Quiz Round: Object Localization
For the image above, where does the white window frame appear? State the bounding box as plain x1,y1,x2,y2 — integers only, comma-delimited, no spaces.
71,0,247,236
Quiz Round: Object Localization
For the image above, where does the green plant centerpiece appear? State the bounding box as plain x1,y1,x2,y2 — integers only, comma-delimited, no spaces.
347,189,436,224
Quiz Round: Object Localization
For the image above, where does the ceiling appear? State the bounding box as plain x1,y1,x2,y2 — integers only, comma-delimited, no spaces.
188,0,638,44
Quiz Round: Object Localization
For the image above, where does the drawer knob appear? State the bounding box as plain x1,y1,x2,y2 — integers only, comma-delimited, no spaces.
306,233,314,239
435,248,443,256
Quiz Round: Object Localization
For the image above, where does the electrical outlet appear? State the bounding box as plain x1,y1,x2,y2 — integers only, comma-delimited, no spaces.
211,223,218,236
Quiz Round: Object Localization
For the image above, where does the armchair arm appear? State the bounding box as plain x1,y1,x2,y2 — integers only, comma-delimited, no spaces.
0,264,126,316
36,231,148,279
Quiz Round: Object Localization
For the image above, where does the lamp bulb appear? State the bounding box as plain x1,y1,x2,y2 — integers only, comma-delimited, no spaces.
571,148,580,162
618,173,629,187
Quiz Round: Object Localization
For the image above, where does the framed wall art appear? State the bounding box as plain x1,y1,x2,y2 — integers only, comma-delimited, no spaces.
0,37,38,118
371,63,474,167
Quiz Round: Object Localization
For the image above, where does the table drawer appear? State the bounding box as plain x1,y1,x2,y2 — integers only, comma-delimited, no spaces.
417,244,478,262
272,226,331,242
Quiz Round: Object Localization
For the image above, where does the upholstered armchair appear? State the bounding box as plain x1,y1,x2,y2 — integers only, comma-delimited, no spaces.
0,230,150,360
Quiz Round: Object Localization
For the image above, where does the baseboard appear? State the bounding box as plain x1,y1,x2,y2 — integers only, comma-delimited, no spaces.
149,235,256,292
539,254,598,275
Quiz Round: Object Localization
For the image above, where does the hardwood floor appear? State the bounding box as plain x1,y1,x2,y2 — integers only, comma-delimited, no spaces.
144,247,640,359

============

▶ **WHAT IS BEING ASKED**
Each entry is to be output exactly as it was written.

▶ **PROBLEM SOLUTION**
Quiz Round: Object Localization
For the image above, where does the white window frame appear? State the bounding box as plain x1,y1,x2,y2 — integers only, comma-delimited, no spaces.
71,0,247,236
Quiz Round: Object Localization
For the image above, where does the green plant centerpiece appear? State the bounding box as plain x1,y1,x2,y2 — integers only, comma-delimited, no spaces.
347,189,436,224
Quiz Round: Object Localization
For the image above, where does the ceiling appear? State the bounding box as plain x1,y1,x2,y2 — integers only, comma-delimited, no spaces.
188,0,638,44
Quiz Round: Object Localization
For the image above, where does the drawer knob appear? State the bounding box as plain x1,y1,x2,y2 — integers only, comma-delimited, no spaces.
306,233,314,239
435,248,443,256
Quiz Round: Object Localization
For the image above, where does the electrical outlet appear? State the bounding box as plain x1,y1,x2,y2 — integers only, comma-delimited, no spaces.
211,223,218,236
Quiz Round: Object Localization
For the image above, where does the armchair arm appear? State the bounding box as plain x1,y1,x2,y2 — integers only, comma-delimited, no spaces.
0,264,126,316
36,231,148,279
Quiz Round: Object Localization
For the image above, where does the lamp bulb appear? State the bounding box as plain x1,y1,x2,y2 — integers only, comma-delimited, no spaces.
571,148,580,162
618,173,629,187
Quiz Round: Object Localization
For the image above, where does the framed wall art appear? State the bounding box as plain x1,y1,x2,y2 — integers only, comma-delimited, no spaces.
0,37,38,118
371,63,474,167
Quiz Round: Object Localization
For the image above, where does the table drawer appear? State the bounding box as plain x1,y1,x2,y2 — integers only, comma-delimited, no spaces.
417,244,478,262
272,226,331,242
Quiz Round: Object Localization
For the image above, where does the upholstered armchair appear? State the bounding box as plain x1,y1,x2,y2 — integers only, comma-delimited, no spaces.
0,230,150,360
Quiz Round: Object Localization
For the image above, where does the baseboard appear? State the bounding box as plain x1,y1,x2,y2 — integers only, comma-delimited, no spaces.
149,235,256,292
539,254,598,275
Quiz Round: Object Localization
For the image above, where does the hardwood floor appear? State the bounding box as plain x1,y1,x2,y2 — integers only, comma-delimited, no spaces.
144,247,640,359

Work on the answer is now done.